> [Ejercicio breve A] Enumera, por favor, todo aquello de lo que, según el texto sobre Bartolomé Lloréns, iba cargada la voz que su palabra transmitía sin velos.
> [Ejercicio breve B] Según el texto sobre Bartolomé Lloréns, ¿cuánto tiempo vivió el poeta después de convertirse?
> [Ejercicio breve C] Prosigue el texto sobre Bartolomé Lloréns a partir de su última frase.

> [Extracto de página]
-=-=-=-=-
Gustavo Adolfo Bécquer, por Valeriano Bécquer. |
Pues bien: la poesía de Bartolomé Lloréns es una
pura comunicación de su espíritu. Pocas veces su poesía tiene la troquelada
hermosura que resplandece en cada verso y que brota, a certeros golpes,
de la mano del artífice. Era, en este sentido, todo lo contrario de un virtuoso
de la forma. Cada poeta tiene sus caminos, y el de Lloréns iba en dirección
contraria al que pudo seguir un Góngora. Su palabra tendía a transmitir sin
velos la verdad de una voz cargada de resonancias humanas, de humanas
pesadumbres, de humano amor, y de humana, humanísima desesperación, y también,
al final de su vida, de esperanza de hombre en la luz redentora. Al final de su
vida he escrito… Sí, antes dije que Lloréns carecía de creencias religiosas, o
por lo menos él así se juzgaba. Yo sé todo el dolor con que aquella alma sufría
su falta de fe. La llevaba como puede llevarse una tiniebla onerosa, un monte
de angustia…
Pero de pronto –brillaba ya sobre España la
primavera del 45- se realiza el portento, la transformación. Bartolomé Lloréns
se convierte, y con la fe del converso, la más ardiente de todas, vive un año
más, el más intenso de su vida, dando luz, bondad, alegría, a los que le
rodeaban. ¡Qué extraña soledad sentimos sus compañeros el día irremediable que
nos trajo la amarga noticia: había ya acabado todo, había muerto el amigo, el poeta, el soñador de la luz última, de la última, invulnerable verdad que
allá, remota, en el cielo escondido, resplandece para consuelo de los hombres!
-=-=-=-=-
> [Entradas de datos]
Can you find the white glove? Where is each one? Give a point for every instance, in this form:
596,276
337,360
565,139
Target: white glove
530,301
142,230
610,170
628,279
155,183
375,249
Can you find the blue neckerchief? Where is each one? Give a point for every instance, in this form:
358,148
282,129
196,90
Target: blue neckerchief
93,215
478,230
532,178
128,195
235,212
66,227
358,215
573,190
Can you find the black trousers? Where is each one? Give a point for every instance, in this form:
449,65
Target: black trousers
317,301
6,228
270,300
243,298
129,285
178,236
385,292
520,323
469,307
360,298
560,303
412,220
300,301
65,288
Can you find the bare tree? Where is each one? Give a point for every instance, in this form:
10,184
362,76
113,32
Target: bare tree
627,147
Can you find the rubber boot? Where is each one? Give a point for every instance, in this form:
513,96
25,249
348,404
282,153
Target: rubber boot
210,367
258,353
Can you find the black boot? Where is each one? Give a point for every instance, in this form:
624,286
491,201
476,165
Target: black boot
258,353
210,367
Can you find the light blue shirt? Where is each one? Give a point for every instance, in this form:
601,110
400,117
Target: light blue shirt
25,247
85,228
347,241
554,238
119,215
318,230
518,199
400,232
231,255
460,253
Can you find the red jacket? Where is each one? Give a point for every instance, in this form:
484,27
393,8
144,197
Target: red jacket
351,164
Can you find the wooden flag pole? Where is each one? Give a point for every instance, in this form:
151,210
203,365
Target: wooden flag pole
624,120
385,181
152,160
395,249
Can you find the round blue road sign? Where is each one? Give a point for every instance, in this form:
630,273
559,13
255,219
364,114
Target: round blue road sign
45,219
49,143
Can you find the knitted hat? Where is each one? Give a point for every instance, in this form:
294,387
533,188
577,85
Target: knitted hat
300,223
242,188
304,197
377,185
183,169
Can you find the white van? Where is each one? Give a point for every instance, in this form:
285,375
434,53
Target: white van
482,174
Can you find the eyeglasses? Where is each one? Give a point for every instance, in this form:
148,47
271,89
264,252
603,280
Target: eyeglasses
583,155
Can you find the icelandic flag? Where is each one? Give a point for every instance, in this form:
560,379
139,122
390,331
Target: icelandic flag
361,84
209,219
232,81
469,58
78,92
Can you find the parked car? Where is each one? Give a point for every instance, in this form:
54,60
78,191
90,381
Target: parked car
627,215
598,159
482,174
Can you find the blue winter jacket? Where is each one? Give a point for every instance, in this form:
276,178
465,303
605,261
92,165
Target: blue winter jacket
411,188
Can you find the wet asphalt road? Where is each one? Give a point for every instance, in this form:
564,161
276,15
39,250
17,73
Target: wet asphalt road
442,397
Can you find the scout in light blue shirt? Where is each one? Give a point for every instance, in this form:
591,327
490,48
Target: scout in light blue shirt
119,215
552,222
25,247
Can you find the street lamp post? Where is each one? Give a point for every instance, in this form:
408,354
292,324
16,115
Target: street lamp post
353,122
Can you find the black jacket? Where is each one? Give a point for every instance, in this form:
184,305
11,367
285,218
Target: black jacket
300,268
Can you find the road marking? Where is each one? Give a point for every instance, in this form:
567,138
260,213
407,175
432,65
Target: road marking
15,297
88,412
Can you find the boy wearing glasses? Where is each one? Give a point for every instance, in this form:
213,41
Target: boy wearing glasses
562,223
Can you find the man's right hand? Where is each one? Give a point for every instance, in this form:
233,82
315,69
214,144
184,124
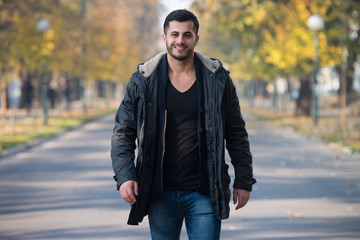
-=-=-=-=-
> [Respuesta final A]
- Resonancias humanas
- Humanas pesadumbres
- Humano amor
- Humana, humanísima desesperación
- Esperanza de hombre en la luz redentora, al final de su vida

> [Respuesta final B] Un año más.

> [Respuesta final C]
Entre su conversión y su muerte, Bartolomé Lloréns
escribió la parte religiosa de su obra lírica. Versos llenos de acendrada fe,
de clara esperanza, en los que suena el grito de la liberación. Entonces ve el
poeta su vida antigua como sombra, como ciega noche, como muerte trágica.
Es la noche, es la sombra, es el no verte,
Señor, en la ceguera del pecado,
la más amarga, cruel, trágica muerte.
¡Te tuve en mis entrañas sepultado
tanto tiempo, Señor, sin conocerte!
Mas nuevamente en mí has resucitado.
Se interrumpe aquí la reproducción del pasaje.